— Begin DATASET ENTRIES —

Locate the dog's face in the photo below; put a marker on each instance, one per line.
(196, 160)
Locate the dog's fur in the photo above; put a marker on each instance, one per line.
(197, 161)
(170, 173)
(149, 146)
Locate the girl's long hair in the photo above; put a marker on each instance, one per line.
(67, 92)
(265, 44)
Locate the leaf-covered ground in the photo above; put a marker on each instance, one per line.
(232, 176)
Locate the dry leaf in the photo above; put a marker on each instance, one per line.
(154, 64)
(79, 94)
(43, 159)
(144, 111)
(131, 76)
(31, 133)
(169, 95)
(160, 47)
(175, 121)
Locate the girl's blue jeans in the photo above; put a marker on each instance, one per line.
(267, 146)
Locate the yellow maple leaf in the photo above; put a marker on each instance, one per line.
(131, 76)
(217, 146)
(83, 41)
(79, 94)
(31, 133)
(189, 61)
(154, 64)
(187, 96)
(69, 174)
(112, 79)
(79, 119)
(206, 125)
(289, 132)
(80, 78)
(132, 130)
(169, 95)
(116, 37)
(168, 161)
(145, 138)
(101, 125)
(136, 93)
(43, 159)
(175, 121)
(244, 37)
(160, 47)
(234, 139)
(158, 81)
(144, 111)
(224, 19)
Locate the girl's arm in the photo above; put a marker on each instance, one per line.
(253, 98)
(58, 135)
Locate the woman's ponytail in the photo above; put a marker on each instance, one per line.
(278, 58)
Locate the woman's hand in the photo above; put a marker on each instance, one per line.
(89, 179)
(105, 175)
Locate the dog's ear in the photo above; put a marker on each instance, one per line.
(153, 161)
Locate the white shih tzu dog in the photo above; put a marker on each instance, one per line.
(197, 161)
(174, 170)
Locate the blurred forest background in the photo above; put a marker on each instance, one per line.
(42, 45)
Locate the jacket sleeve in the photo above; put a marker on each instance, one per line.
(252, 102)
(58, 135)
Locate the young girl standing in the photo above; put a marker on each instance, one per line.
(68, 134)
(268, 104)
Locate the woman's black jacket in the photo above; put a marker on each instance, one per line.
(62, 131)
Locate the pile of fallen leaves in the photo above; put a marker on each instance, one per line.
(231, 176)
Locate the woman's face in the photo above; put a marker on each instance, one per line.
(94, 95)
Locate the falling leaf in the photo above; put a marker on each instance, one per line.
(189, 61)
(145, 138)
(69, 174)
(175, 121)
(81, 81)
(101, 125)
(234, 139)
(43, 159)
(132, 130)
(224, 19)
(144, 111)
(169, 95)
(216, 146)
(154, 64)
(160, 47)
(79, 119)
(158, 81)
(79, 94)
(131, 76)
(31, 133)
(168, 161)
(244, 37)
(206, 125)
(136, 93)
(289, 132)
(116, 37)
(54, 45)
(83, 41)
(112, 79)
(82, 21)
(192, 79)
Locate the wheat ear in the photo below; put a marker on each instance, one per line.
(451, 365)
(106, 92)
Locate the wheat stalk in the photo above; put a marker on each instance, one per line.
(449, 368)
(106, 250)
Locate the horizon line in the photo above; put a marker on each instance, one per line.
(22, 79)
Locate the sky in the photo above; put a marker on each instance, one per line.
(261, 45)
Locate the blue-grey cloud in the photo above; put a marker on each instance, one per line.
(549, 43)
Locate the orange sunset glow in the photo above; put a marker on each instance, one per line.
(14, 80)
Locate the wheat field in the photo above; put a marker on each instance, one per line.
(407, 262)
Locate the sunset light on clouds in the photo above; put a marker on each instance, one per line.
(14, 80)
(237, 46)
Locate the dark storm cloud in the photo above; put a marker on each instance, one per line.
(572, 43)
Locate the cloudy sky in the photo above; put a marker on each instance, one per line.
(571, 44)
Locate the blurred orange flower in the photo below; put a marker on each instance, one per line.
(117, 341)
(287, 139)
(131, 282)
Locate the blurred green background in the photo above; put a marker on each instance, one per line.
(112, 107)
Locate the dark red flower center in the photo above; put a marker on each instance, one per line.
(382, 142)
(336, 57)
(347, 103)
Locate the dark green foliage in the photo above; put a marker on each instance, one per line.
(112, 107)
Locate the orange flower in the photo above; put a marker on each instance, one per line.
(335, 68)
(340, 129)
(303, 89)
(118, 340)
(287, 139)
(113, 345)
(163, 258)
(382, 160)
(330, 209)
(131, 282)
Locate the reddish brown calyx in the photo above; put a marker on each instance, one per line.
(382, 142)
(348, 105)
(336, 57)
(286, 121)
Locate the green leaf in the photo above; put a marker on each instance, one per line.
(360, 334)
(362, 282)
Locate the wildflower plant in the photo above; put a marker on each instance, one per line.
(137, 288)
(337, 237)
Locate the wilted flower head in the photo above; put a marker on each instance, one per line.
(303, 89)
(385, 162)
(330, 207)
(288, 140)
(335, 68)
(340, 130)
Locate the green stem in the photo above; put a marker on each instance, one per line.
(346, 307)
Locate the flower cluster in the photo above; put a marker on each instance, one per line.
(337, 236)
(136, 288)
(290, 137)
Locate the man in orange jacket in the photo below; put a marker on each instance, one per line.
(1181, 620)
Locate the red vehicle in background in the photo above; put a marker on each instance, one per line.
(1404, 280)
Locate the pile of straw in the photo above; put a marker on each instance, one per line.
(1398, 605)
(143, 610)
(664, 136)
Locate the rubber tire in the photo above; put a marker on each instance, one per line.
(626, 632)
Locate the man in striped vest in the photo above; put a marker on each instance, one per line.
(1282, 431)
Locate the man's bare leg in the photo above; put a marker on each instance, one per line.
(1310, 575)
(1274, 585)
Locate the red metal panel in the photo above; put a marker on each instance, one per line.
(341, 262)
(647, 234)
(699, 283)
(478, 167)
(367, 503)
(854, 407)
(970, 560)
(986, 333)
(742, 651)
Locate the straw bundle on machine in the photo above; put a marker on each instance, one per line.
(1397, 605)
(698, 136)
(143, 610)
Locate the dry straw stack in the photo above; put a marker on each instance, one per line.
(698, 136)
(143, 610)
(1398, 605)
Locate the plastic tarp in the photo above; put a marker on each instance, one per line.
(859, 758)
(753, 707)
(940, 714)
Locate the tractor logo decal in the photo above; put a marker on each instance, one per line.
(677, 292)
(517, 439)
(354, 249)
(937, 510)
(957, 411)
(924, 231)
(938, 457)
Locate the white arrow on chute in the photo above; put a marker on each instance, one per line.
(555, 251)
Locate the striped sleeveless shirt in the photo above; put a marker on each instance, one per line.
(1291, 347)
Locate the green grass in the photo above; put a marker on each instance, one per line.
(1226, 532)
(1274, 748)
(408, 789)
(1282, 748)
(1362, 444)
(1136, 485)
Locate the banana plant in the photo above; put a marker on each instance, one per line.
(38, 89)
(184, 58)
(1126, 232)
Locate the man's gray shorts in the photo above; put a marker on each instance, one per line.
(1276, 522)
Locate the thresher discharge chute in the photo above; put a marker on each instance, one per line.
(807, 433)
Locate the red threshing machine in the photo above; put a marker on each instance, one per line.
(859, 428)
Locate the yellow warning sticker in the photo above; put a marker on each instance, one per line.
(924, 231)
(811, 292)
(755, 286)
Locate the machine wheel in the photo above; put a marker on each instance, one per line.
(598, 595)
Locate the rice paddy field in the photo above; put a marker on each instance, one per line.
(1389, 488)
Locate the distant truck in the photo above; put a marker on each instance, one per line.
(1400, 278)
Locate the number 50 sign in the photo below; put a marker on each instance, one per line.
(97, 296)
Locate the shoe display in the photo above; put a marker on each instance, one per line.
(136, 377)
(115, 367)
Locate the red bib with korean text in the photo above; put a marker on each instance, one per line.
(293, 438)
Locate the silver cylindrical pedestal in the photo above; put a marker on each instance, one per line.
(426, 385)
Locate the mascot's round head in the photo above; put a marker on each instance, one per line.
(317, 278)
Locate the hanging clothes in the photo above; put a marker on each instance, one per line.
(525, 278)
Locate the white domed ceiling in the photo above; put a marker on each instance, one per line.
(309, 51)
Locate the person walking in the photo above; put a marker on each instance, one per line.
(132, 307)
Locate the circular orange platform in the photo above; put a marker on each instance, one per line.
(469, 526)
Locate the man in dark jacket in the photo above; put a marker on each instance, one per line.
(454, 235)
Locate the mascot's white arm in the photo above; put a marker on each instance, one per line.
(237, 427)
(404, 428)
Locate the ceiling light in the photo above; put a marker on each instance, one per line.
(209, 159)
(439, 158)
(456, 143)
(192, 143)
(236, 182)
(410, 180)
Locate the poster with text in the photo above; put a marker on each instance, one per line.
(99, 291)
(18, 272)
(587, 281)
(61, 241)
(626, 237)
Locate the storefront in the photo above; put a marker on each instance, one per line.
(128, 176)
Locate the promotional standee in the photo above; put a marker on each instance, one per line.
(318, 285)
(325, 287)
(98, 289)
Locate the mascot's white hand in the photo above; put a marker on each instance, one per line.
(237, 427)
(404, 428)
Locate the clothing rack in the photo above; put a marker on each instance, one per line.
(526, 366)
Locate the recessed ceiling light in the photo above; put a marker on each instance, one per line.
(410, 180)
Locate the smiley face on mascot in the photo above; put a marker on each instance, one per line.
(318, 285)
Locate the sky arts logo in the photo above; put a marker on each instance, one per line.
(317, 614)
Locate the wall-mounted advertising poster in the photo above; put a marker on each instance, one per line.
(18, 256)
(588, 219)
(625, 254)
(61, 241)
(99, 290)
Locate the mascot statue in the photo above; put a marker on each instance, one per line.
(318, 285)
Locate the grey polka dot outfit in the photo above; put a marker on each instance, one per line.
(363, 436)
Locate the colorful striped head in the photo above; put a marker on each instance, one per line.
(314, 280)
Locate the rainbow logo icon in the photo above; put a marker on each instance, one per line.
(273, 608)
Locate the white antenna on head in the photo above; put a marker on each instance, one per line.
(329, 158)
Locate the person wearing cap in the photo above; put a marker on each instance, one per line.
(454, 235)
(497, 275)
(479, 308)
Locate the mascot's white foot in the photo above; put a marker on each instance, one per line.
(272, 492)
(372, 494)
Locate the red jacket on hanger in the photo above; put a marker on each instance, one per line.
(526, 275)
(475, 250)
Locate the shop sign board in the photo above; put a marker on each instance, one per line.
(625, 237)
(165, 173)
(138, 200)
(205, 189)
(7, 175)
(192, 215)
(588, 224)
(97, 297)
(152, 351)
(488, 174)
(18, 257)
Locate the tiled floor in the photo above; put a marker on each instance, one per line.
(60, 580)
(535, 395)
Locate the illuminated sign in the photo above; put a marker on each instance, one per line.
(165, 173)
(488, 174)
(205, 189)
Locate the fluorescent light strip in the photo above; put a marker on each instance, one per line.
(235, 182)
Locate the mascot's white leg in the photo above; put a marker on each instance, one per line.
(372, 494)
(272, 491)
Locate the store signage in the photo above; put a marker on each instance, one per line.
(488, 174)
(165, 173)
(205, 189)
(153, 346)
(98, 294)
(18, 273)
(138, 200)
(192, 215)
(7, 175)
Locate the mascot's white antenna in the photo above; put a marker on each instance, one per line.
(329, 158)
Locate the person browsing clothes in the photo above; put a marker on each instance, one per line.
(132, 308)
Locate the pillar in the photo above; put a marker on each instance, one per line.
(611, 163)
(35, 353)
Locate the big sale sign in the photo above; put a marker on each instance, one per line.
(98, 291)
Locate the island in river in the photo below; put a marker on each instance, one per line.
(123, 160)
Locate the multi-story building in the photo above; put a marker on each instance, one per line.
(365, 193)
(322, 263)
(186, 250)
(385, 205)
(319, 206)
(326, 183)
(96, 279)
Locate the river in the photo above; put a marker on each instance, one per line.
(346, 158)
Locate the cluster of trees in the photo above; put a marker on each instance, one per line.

— End DATASET ENTRIES —

WHAT IS REQUIRED: Extract, verbatim, the lines from the one containing "Locate the store signage" through the last line of the listing above.

ANSWER TO THE TASK:
Locate the store signage in the photo above; put a marker on each instance, one per line.
(488, 174)
(165, 173)
(205, 189)
(153, 346)
(98, 294)
(18, 273)
(138, 200)
(192, 215)
(7, 175)
Locate the mascot's white antenna in the photo above; put a marker on each instance, one per line.
(329, 158)
Locate the person browsing clothes in the photo above; put a marker on each instance, one per line.
(132, 308)
Locate the pillar in the photo above; put a marker on each instance, one per line.
(611, 163)
(35, 353)
Locate the big sale sign in the photo above; put a marker on each instance, one per line.
(98, 291)
Locate the island in river in the photo below; put a marker on each instance, one per line.
(123, 160)
Locate the multi-story building in the photo above; put a marker on each instance, one per line.
(365, 193)
(322, 263)
(186, 250)
(385, 205)
(319, 206)
(326, 183)
(96, 279)
Locate the river in the photo above; put a marker on each instance, one per line.
(346, 158)
Locate the cluster of trees in the photo above; put a marker on each instance, one per line.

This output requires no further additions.